DATA TO PROCESS
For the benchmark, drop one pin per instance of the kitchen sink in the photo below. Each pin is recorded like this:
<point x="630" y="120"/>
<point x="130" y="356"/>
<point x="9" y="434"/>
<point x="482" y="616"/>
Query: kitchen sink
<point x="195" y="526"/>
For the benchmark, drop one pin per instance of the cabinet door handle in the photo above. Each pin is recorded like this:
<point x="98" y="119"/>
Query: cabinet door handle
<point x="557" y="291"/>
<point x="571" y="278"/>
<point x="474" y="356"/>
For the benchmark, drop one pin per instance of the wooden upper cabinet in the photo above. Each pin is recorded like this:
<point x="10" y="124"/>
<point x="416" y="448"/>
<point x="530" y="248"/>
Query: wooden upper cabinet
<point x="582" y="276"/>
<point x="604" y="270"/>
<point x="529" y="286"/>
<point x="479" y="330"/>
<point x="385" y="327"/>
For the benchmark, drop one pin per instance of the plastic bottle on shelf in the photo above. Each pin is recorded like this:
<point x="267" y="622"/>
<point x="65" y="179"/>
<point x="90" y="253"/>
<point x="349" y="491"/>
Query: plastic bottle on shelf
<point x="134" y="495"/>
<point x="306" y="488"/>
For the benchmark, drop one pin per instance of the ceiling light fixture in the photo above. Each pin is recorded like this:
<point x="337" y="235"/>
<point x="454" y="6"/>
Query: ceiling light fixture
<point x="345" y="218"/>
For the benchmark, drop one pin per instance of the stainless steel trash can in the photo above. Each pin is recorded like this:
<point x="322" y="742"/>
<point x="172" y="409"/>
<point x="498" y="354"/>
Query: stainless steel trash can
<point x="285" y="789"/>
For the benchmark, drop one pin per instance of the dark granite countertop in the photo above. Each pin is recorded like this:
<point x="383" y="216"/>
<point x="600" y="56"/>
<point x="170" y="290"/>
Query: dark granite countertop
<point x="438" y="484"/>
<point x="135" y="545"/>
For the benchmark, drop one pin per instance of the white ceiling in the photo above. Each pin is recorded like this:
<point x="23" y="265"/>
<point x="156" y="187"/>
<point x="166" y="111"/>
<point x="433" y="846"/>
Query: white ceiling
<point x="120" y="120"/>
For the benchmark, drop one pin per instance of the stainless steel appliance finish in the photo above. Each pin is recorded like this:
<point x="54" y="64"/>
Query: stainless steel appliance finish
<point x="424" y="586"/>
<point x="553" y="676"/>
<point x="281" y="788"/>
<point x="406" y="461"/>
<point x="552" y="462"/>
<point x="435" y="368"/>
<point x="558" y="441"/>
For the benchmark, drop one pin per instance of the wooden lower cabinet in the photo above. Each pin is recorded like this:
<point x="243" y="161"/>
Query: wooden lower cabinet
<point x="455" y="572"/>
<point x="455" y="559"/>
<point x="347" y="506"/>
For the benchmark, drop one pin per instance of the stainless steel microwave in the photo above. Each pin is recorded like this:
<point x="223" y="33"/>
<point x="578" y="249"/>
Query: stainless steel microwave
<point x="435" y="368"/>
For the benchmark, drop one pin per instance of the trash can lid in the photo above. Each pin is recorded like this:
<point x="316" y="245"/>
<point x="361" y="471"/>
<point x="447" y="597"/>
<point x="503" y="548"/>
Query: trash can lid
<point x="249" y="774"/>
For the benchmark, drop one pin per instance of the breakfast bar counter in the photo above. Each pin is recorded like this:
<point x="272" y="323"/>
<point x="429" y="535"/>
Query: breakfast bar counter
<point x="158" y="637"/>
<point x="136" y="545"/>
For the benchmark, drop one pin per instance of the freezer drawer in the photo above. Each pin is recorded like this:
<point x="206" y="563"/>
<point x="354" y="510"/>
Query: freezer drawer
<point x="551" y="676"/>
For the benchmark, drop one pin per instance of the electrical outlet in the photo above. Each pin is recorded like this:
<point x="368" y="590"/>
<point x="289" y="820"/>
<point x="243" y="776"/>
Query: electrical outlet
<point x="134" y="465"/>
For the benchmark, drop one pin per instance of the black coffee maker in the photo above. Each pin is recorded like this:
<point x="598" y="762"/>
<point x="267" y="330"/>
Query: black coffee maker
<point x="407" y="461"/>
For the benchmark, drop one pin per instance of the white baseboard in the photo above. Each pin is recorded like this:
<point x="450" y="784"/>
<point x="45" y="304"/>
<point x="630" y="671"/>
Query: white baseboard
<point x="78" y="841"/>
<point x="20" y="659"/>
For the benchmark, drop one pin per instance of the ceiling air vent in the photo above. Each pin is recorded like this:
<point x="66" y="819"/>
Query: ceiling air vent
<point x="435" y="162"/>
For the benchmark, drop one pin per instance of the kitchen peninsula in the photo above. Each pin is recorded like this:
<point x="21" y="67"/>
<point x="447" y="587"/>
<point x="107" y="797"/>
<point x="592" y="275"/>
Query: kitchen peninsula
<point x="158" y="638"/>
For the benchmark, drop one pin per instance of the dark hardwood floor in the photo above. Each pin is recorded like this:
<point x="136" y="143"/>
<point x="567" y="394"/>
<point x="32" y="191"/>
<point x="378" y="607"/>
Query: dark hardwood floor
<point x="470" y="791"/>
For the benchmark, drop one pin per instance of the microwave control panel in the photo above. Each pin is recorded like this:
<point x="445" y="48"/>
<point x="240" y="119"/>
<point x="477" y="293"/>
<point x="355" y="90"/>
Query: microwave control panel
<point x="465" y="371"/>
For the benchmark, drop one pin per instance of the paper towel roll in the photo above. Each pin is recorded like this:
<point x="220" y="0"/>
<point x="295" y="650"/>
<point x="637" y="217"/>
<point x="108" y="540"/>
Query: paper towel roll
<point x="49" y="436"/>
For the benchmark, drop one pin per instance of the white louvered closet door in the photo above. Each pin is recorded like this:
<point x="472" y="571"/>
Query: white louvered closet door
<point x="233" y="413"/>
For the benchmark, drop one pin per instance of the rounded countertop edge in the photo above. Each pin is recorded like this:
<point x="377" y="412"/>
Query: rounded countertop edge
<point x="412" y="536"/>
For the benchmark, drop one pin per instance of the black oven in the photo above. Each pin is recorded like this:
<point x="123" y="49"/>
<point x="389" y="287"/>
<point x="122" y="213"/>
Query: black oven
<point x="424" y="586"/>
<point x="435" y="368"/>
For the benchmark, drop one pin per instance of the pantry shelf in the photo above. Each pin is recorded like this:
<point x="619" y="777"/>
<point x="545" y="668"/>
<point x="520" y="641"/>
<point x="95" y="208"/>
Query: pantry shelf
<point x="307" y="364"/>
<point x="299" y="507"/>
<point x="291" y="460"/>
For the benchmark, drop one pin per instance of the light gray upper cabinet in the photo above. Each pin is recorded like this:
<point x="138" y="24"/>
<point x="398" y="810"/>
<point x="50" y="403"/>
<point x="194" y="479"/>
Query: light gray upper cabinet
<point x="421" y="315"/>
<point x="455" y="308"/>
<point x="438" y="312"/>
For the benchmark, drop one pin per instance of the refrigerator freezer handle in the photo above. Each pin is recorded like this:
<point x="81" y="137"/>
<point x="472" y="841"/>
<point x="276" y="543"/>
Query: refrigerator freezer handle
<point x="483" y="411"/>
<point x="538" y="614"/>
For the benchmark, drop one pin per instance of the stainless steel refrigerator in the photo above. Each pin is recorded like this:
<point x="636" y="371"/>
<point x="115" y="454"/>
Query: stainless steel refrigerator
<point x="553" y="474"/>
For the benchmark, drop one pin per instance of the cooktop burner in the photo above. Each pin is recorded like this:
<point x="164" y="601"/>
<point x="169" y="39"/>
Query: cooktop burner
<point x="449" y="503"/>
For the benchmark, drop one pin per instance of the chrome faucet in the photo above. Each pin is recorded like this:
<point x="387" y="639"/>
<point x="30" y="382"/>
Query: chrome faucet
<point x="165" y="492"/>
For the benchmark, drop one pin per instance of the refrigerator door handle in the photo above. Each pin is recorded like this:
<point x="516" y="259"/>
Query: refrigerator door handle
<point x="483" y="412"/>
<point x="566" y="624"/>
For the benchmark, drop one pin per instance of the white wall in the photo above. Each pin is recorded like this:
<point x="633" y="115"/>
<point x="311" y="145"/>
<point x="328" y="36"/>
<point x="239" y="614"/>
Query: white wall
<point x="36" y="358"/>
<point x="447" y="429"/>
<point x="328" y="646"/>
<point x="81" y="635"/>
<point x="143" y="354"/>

INSTRUCTION
Reproduce nothing but the lines from the line containing "For the benchmark, drop one pin per instance of the cooktop" to the last line of the data, each exactly as written.

SOLVED PROBLEM
For the benchmark, drop one pin per instance of the cooktop burner in the photo above. Each pin is recorded like this:
<point x="164" y="601"/>
<point x="169" y="39"/>
Query: cooktop burner
<point x="449" y="503"/>
For the benchmark, drop one pin per instance of the chrome faucet in the photo above. Each pin is recorded like this:
<point x="387" y="639"/>
<point x="30" y="382"/>
Query: chrome faucet
<point x="165" y="492"/>
For the benchmark, drop one pin per instance of the refrigerator door handle in the photo above. Each pin is recorded like this:
<point x="516" y="259"/>
Query: refrigerator door handle
<point x="483" y="412"/>
<point x="566" y="624"/>
For the benchmark, drop one pin per instance of the white wall in the photo above. Each pin is recorded like this:
<point x="633" y="115"/>
<point x="311" y="145"/>
<point x="328" y="36"/>
<point x="239" y="614"/>
Query: white wall
<point x="36" y="358"/>
<point x="447" y="429"/>
<point x="328" y="646"/>
<point x="81" y="635"/>
<point x="143" y="354"/>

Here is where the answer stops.